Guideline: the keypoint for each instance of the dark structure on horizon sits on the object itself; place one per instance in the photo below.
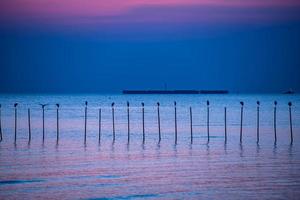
(175, 92)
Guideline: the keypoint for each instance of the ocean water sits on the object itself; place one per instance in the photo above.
(72, 169)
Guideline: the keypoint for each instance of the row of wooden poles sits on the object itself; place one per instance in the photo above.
(158, 122)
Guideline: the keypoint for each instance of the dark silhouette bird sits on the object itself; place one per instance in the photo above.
(43, 105)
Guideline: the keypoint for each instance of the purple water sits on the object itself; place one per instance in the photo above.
(72, 170)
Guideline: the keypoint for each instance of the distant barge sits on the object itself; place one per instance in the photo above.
(175, 92)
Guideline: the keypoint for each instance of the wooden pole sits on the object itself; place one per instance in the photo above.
(43, 108)
(257, 131)
(241, 125)
(15, 105)
(158, 121)
(143, 118)
(207, 121)
(0, 125)
(175, 109)
(29, 127)
(291, 125)
(113, 118)
(57, 123)
(85, 121)
(100, 124)
(225, 119)
(191, 124)
(275, 134)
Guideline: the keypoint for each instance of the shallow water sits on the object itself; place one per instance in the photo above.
(71, 169)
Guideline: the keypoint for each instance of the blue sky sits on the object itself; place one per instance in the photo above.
(241, 47)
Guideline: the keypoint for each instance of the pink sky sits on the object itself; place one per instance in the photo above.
(70, 11)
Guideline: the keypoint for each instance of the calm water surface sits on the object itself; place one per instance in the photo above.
(72, 170)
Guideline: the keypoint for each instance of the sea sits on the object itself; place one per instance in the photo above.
(80, 159)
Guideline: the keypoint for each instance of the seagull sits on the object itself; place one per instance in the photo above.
(43, 105)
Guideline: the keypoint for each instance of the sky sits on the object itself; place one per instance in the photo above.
(105, 46)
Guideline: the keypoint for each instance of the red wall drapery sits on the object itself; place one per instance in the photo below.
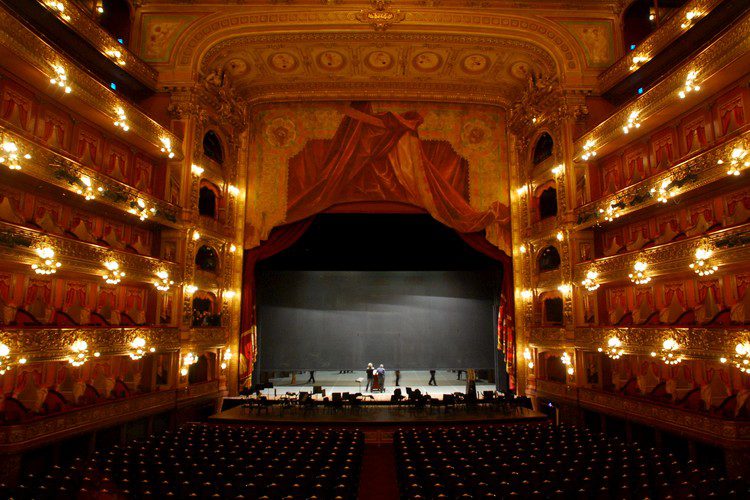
(280, 239)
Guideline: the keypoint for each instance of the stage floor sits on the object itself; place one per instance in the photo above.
(347, 382)
(375, 415)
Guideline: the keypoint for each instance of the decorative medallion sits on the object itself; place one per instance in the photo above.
(427, 62)
(330, 60)
(379, 60)
(283, 61)
(380, 15)
(475, 63)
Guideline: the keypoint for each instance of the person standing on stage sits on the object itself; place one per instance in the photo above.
● ● ● ● ●
■ **Task to complete**
Can you reproduce every line above word for word, leaving out the pictures?

■ **Correct answer**
Guideline: the keypoint for each instance of the dark structure on horizon sits on the object itself; place one per instance in the photo below.
(175, 92)
Guideline: the keypoint for each instance of the ocean water sits on the object itself; place one per instance in the photo above.
(72, 169)
Guideline: the keypoint for each instance of the row of wooden poles sits on the object itself; place one per instance in the photo above.
(158, 122)
Guideline: the keypoint for each instance of the dark silhouette bird sits on the object itself; place one per instance in the photo above.
(43, 105)
Guideline: the keypoint for each instance of the purple water sits on the object itself; place one per instance in the photo above.
(72, 170)
Guideline: the keypoint for each instance of the distant barge sits on the object itself; place one per instance in the photo above.
(175, 92)
Guideline: the keypoint for each instance of the wooden pole sits on the object itself; place one per instance in the photo above.
(43, 108)
(257, 131)
(241, 125)
(15, 105)
(158, 121)
(143, 118)
(207, 121)
(0, 125)
(175, 109)
(29, 127)
(291, 125)
(113, 118)
(57, 123)
(85, 121)
(100, 124)
(225, 119)
(191, 124)
(275, 134)
Guideline: the keypoint for each instance of the shallow water sits on the object itself; place one per instance in the photo above.
(71, 169)
Guideline: the keypoint for each instance of the blue sky sits on the object itself; place one per instance in the photo above.
(241, 47)
Guideline: the keypoint for each instance of the pink sky sits on the object itself; place one per instance in the photo above.
(70, 11)
Guideline: the keypoint for each instance of the calm water surface sits on the object itself; place one per instance in the photo above.
(72, 170)
Guideline: the keypoint for each instance of the sea sits on the object itself; place one per instance in the photo above.
(80, 159)
Guideline: the keypoint for each instance of the seagull sits on the object itself; place one per instance in the photo above.
(43, 105)
Guideline: the keypoint for each instance of the sky sits on the object itself; place one per instance in the photo above.
(105, 46)
Guideline: the keypoint for each instance of the red wall drapery sits on the object itself; place one per instance in the photo below.
(280, 239)
Guideline: the keypoint for each instance of the stage floor sits on the object itself; place one per instance in the photo above.
(347, 382)
(375, 415)
Guideline: the keypoint for each instance of the decorative medallion sits on the object itself; place one per instance in the photo above.
(427, 62)
(330, 60)
(379, 60)
(283, 61)
(380, 15)
(475, 63)
Guideline: the keypoint for each instance of the person standing on stage sits on the object itself; place one per instance in the photo above.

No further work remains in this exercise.